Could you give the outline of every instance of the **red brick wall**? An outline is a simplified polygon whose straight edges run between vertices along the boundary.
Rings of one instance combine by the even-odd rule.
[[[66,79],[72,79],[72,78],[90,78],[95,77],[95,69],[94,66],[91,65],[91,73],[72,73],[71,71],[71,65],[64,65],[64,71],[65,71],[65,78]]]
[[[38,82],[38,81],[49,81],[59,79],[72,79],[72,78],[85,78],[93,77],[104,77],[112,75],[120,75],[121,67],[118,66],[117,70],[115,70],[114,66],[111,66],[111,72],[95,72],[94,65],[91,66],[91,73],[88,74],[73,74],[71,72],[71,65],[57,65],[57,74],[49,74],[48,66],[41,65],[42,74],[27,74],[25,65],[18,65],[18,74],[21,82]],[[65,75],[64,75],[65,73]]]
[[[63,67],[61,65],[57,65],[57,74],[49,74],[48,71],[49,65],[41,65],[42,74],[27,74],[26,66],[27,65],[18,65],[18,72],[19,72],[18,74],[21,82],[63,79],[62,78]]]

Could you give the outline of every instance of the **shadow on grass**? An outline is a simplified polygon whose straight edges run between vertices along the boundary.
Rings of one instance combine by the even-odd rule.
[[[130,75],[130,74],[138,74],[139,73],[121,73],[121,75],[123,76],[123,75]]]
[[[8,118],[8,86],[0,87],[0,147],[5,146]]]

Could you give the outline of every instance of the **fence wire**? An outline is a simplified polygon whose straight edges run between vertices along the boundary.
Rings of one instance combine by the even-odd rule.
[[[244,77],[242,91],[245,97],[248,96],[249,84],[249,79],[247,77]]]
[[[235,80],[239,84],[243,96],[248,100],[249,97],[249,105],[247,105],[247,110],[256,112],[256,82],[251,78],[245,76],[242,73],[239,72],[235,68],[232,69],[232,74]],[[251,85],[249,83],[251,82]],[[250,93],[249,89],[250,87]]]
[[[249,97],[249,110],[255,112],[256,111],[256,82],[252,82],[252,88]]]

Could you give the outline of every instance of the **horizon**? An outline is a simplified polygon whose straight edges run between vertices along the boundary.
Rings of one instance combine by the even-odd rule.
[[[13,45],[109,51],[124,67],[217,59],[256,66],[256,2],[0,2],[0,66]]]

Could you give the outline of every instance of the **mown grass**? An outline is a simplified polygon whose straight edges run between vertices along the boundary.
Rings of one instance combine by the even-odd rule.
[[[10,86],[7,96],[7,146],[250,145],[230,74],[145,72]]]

--------------------

TASK DETAILS – Make an exact copy of the listing, including every line.

SOLUTION TO THIS PROBLEM –
Could you give the outline of every instance of the **red brick wall**? An outline is a simplified polygon whose straight edges run between vertices along the boundary.
Rings of one instance combine by the even-odd rule.
[[[66,79],[72,79],[72,78],[90,78],[95,77],[95,69],[94,66],[91,65],[91,73],[72,73],[71,71],[71,65],[64,65],[64,71],[65,71],[65,78]]]
[[[38,82],[38,81],[49,81],[59,79],[72,79],[72,78],[85,78],[93,77],[104,77],[112,75],[120,75],[121,67],[118,66],[117,70],[115,70],[114,66],[111,66],[111,72],[95,72],[94,65],[91,66],[91,73],[88,74],[73,74],[71,72],[71,65],[57,65],[57,74],[49,74],[48,66],[41,65],[42,74],[27,74],[25,65],[18,65],[18,74],[21,82]],[[65,75],[64,75],[65,73]]]
[[[63,67],[61,65],[57,65],[57,74],[49,74],[48,71],[49,65],[41,65],[42,74],[27,74],[26,66],[27,65],[18,65],[18,72],[19,72],[18,74],[21,82],[63,79],[62,78]]]

Could you give the outline of every instance of the **shadow on grass**? An outline is a simplified polygon whose straight edges run between vertices along the boundary.
Rings of one instance combine by the even-odd rule.
[[[130,75],[130,74],[138,74],[139,73],[121,73],[121,75],[123,76],[123,75]]]
[[[8,118],[8,86],[0,87],[0,147],[5,146]]]

Could you give the outline of every instance of the **fence wire**? An outline is a simplified polygon whose straight edges run between vertices along the boundary.
Rings of one instance combine by the even-odd rule.
[[[244,77],[242,91],[245,97],[248,96],[249,84],[249,79],[247,77]]]
[[[235,80],[239,84],[243,96],[248,100],[249,97],[249,105],[247,105],[247,110],[256,112],[256,82],[251,78],[245,76],[242,73],[239,72],[235,68],[232,69],[232,74]],[[251,85],[249,83],[251,82]],[[250,93],[249,89],[250,87]]]
[[[249,97],[249,110],[255,112],[256,111],[256,82],[252,82],[252,88]]]

Could you give the outline of every instance of the **horizon**? An outline is a simplified polygon whose straight edges run between vertices along the boundary.
Rings of one instance combine by the even-odd rule.
[[[13,45],[109,51],[124,67],[217,59],[256,66],[256,2],[0,2],[0,66]]]

Could you give the outline of every instance of the **mown grass**? An outline is a simplified polygon whose straight edges run between vertices along the boundary.
Rings of one instance combine by the even-odd rule.
[[[10,86],[7,96],[7,146],[250,145],[230,74],[145,72]]]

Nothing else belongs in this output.